__Requirements__. Copy the part that runs from the start of the items through the line containing "column 198, row 153", switching "Target" to "Object" wherever it occurs and changing nothing else. Omit the pictures from your answer.

Point annotation records

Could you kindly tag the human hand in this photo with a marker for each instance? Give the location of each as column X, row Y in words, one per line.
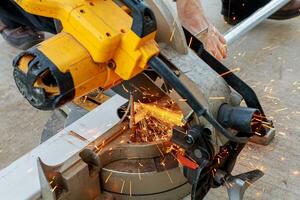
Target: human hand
column 214, row 42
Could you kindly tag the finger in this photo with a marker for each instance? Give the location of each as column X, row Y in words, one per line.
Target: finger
column 222, row 39
column 223, row 50
column 218, row 55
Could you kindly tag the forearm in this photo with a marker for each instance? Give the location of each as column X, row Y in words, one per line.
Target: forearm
column 191, row 15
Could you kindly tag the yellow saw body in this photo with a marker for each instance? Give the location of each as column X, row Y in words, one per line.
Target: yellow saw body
column 95, row 49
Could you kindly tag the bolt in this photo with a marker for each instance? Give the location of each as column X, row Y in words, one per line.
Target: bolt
column 198, row 153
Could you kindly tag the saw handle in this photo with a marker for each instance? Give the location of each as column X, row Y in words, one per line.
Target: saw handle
column 144, row 21
column 166, row 73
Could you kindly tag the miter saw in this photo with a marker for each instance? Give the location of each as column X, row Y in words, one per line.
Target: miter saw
column 140, row 51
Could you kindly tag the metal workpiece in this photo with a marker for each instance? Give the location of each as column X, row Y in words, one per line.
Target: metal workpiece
column 256, row 18
column 237, row 185
column 246, row 120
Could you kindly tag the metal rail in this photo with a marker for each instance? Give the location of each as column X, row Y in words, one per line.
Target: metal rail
column 256, row 18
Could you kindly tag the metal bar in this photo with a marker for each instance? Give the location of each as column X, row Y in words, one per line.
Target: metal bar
column 256, row 18
column 20, row 180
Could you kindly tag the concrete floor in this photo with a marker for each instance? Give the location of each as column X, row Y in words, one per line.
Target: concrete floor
column 268, row 58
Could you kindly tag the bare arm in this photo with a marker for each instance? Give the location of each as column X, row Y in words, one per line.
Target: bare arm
column 192, row 17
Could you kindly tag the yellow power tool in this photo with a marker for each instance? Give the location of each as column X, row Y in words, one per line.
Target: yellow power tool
column 95, row 49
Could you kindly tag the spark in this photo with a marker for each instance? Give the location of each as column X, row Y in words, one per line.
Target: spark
column 110, row 174
column 257, row 133
column 182, row 100
column 230, row 71
column 122, row 187
column 282, row 133
column 55, row 187
column 169, row 177
column 140, row 164
column 296, row 173
column 140, row 177
column 125, row 89
column 172, row 35
column 130, row 192
column 190, row 42
column 282, row 109
column 217, row 98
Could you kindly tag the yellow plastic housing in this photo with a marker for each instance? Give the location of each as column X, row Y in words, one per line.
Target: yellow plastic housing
column 103, row 28
column 76, row 60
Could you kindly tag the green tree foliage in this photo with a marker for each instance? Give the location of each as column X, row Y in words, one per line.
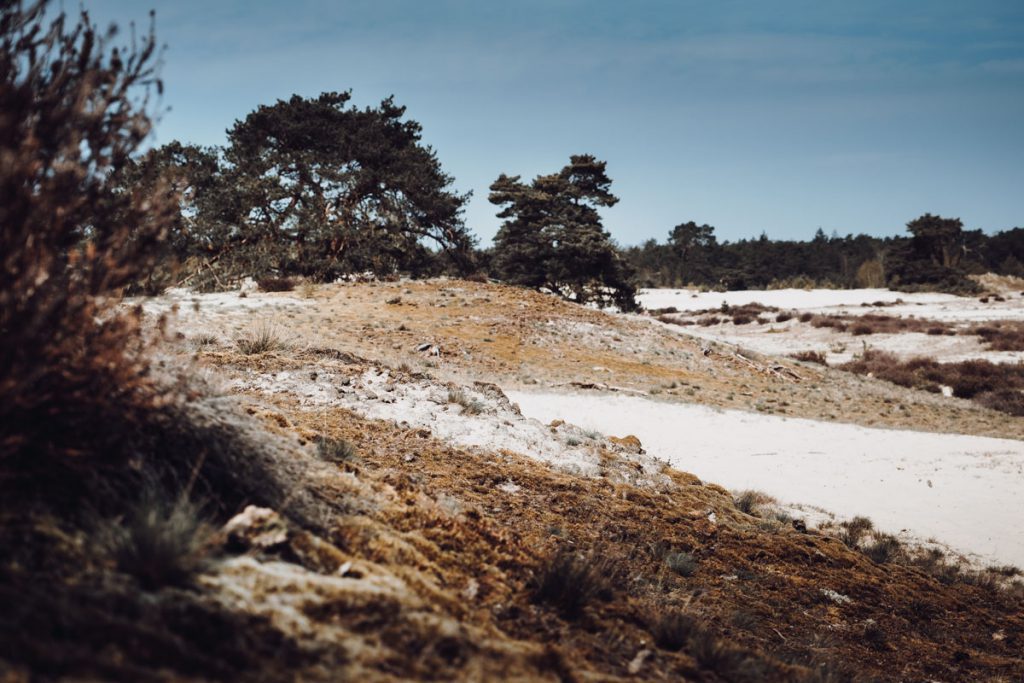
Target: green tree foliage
column 189, row 176
column 938, row 239
column 694, row 245
column 552, row 236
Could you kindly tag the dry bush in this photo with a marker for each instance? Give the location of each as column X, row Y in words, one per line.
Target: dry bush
column 810, row 356
column 569, row 581
column 834, row 322
column 76, row 378
column 275, row 284
column 335, row 450
column 469, row 406
column 854, row 529
column 995, row 385
column 883, row 548
column 682, row 563
column 160, row 541
column 263, row 338
column 1000, row 335
column 1005, row 400
column 671, row 629
column 751, row 501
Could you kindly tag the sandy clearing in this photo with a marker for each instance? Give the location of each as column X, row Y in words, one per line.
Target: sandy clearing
column 934, row 306
column 792, row 337
column 494, row 426
column 962, row 491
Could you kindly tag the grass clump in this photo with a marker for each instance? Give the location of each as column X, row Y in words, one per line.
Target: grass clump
column 261, row 339
column 569, row 581
column 682, row 563
column 883, row 549
column 469, row 406
column 854, row 529
column 160, row 542
column 275, row 284
column 750, row 502
column 671, row 629
column 335, row 450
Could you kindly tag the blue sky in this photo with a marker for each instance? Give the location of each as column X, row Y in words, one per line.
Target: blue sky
column 780, row 117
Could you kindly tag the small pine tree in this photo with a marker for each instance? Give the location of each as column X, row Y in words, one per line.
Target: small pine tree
column 553, row 238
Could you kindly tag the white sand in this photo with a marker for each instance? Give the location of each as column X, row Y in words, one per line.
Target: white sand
column 962, row 491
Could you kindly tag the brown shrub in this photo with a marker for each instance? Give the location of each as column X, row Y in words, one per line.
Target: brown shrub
column 76, row 378
column 1000, row 335
column 276, row 285
column 810, row 356
column 570, row 581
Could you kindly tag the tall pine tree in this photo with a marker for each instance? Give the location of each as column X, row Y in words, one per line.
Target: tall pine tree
column 553, row 237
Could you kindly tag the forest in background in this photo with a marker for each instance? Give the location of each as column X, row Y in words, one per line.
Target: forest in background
column 316, row 188
column 936, row 253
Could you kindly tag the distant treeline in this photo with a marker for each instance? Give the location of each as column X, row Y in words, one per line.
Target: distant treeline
column 314, row 187
column 937, row 253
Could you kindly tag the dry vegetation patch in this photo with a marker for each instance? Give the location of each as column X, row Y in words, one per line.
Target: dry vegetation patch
column 993, row 385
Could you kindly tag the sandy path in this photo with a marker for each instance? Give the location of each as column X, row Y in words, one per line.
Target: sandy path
column 966, row 492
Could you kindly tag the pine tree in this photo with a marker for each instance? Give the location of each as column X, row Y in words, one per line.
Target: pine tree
column 553, row 237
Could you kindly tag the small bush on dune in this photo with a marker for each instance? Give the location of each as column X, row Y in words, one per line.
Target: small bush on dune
column 335, row 450
column 682, row 563
column 569, row 581
column 276, row 284
column 884, row 548
column 751, row 501
column 810, row 356
column 854, row 529
column 160, row 542
column 469, row 406
column 671, row 629
column 261, row 339
column 1000, row 336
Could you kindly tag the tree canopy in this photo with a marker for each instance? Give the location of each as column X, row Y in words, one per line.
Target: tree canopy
column 315, row 187
column 552, row 236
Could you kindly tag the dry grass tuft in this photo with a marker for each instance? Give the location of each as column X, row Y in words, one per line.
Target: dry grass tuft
column 810, row 356
column 263, row 338
column 160, row 542
column 469, row 406
column 569, row 581
column 275, row 285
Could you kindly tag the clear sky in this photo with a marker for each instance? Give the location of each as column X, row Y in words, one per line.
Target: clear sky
column 776, row 117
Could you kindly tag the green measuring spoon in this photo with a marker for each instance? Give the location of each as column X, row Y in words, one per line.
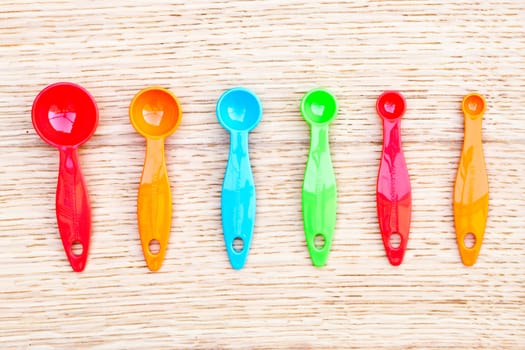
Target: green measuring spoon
column 319, row 109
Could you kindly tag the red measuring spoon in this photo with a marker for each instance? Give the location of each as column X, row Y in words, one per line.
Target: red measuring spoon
column 394, row 197
column 65, row 115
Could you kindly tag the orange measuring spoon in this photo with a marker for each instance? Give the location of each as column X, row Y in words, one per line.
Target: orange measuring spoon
column 155, row 113
column 471, row 191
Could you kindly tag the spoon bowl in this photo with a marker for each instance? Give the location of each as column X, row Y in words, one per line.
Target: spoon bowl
column 319, row 107
column 155, row 112
column 391, row 105
column 64, row 114
column 473, row 105
column 239, row 109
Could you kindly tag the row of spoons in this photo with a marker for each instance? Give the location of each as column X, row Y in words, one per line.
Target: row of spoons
column 65, row 115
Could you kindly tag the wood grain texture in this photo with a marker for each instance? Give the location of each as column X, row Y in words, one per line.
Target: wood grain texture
column 433, row 51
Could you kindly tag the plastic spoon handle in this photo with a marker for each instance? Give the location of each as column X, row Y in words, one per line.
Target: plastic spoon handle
column 72, row 208
column 154, row 204
column 319, row 196
column 394, row 197
column 471, row 192
column 238, row 199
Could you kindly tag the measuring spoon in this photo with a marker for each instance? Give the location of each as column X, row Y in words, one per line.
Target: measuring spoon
column 471, row 191
column 239, row 111
column 393, row 195
column 65, row 116
column 155, row 113
column 319, row 109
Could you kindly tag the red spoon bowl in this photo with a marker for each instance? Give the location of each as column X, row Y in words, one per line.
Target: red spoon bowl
column 65, row 115
column 391, row 105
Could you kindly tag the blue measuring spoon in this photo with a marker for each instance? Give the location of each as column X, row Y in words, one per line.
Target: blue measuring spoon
column 239, row 111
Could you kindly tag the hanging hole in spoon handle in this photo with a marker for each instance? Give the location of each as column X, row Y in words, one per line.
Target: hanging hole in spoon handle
column 72, row 209
column 393, row 194
column 469, row 245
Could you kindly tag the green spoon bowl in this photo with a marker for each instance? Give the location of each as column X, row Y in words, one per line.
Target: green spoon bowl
column 319, row 107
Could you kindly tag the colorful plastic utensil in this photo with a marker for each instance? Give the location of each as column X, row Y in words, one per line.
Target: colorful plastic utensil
column 471, row 191
column 155, row 113
column 394, row 196
column 238, row 111
column 65, row 116
column 319, row 109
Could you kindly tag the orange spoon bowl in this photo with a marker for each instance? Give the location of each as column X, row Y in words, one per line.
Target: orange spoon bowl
column 155, row 113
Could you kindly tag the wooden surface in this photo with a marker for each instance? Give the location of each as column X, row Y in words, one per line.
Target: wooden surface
column 433, row 51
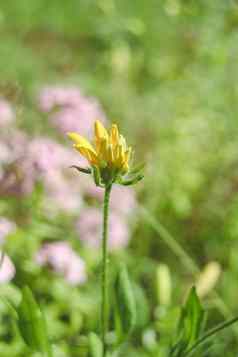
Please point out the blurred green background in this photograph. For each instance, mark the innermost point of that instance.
(167, 72)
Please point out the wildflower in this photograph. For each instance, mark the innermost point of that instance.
(109, 157)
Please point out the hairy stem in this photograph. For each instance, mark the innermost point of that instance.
(104, 307)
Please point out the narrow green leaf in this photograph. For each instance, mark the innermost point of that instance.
(96, 176)
(190, 324)
(95, 346)
(31, 324)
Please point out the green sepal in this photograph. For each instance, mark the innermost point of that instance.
(32, 325)
(137, 168)
(97, 176)
(82, 169)
(95, 345)
(131, 181)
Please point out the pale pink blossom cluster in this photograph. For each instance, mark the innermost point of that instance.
(6, 113)
(7, 268)
(70, 110)
(64, 261)
(26, 161)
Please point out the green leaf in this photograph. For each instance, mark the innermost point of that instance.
(191, 322)
(95, 346)
(125, 306)
(32, 325)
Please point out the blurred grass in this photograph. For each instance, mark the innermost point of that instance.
(168, 72)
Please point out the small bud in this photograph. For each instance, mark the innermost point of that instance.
(164, 284)
(208, 278)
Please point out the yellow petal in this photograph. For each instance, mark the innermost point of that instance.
(114, 135)
(100, 131)
(128, 155)
(80, 141)
(90, 155)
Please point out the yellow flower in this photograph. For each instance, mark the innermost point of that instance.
(109, 151)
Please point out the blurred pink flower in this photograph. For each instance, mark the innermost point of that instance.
(7, 270)
(6, 113)
(123, 201)
(43, 159)
(73, 110)
(63, 260)
(6, 227)
(62, 192)
(89, 228)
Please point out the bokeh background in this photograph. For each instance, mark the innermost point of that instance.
(165, 71)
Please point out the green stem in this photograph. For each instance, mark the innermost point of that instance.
(209, 334)
(104, 307)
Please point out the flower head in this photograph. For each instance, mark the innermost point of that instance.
(109, 156)
(111, 150)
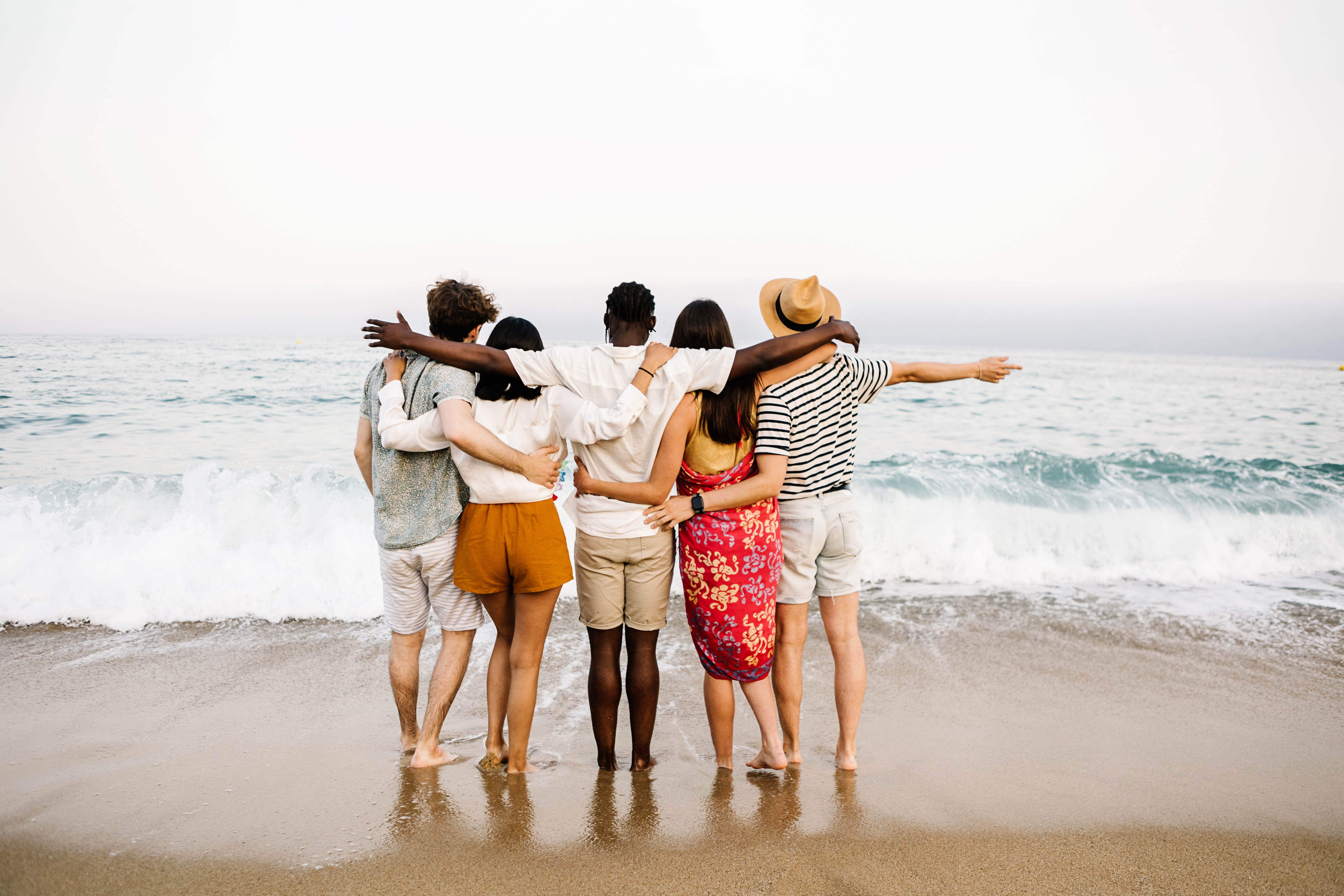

__Solution to this task__.
Could you kindly tag the human hand in this photo with a marker for each instance? Give the location of each as column X, row Y in words, one per line.
Object: human hand
column 214, row 42
Could you kindly tag the finger in this photo with a marker for each instance? Give the location of each as column X, row Y in words, one per line.
Object: finger
column 222, row 39
column 223, row 50
column 218, row 55
Could you kindly tag the forearm in this photo with a marker for each instance? Give the location of each as column X, row Y in words, one per line.
Object: forearm
column 191, row 15
Could you kindly tag the yellow saw body in this photo with a marker for each instance? Give the location of each as column X, row Y in words, one per line.
Object: yellow saw body
column 95, row 49
Could you kindly tag the bolt in this photo with a marker for each instance? Give the location of each as column X, row Y in words, one per line.
Object: bolt
column 198, row 153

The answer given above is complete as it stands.